Quote every line below exactly and skip any picture.

+++ Study material +++

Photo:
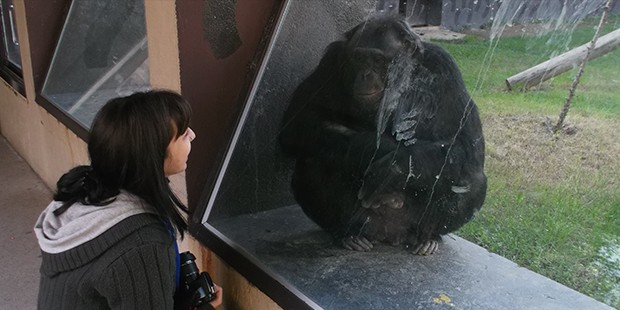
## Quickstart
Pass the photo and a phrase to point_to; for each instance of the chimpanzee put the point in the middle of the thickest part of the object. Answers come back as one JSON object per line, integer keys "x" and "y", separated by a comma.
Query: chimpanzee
{"x": 387, "y": 141}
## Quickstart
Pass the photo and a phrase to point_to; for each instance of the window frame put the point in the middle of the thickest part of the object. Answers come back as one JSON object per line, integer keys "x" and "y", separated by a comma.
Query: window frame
{"x": 9, "y": 72}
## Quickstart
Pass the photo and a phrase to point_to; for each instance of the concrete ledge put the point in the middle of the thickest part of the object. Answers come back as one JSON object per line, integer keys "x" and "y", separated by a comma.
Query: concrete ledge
{"x": 461, "y": 276}
{"x": 23, "y": 195}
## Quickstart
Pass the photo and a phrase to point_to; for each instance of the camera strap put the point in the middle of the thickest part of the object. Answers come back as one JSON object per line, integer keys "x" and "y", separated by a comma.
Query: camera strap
{"x": 177, "y": 275}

+++

[Answer to this problem]
Photo:
## Quickstart
Pass the photo and a phrase to point_to; for each instance of the chimpanzee put the point in the middle of the thickest part of the object. Answers come back as one JSON object per line, integer keys "x" and "y", separated by a comma.
Query: chimpanzee
{"x": 387, "y": 141}
## Quickstart
Pass the photo and a phrase to point_to; for each instance of the window frame put the point in the middle of the thickest part of the object. Answers come back as one JSON object per line, integer keys "x" and "y", separated by a comma.
Query: window frame
{"x": 9, "y": 72}
## Quickstart
Pass the photo and a phrase to point_to; for each instance of the concrete ledge put the point in the middle of the thickest part of the object. Answers come back as one JSON object per line, integer keys "x" and "y", separated by a comma.
Query: concrete ledge
{"x": 461, "y": 276}
{"x": 23, "y": 195}
## Quickstart
Pass the photo and a phrase to point_to; for each instance of the camera strap put the point in the middle of the thickest part of the object. Answers come back as one JSON object per line, integer keys "x" and "y", separated by a comma.
Query: camera strap
{"x": 177, "y": 275}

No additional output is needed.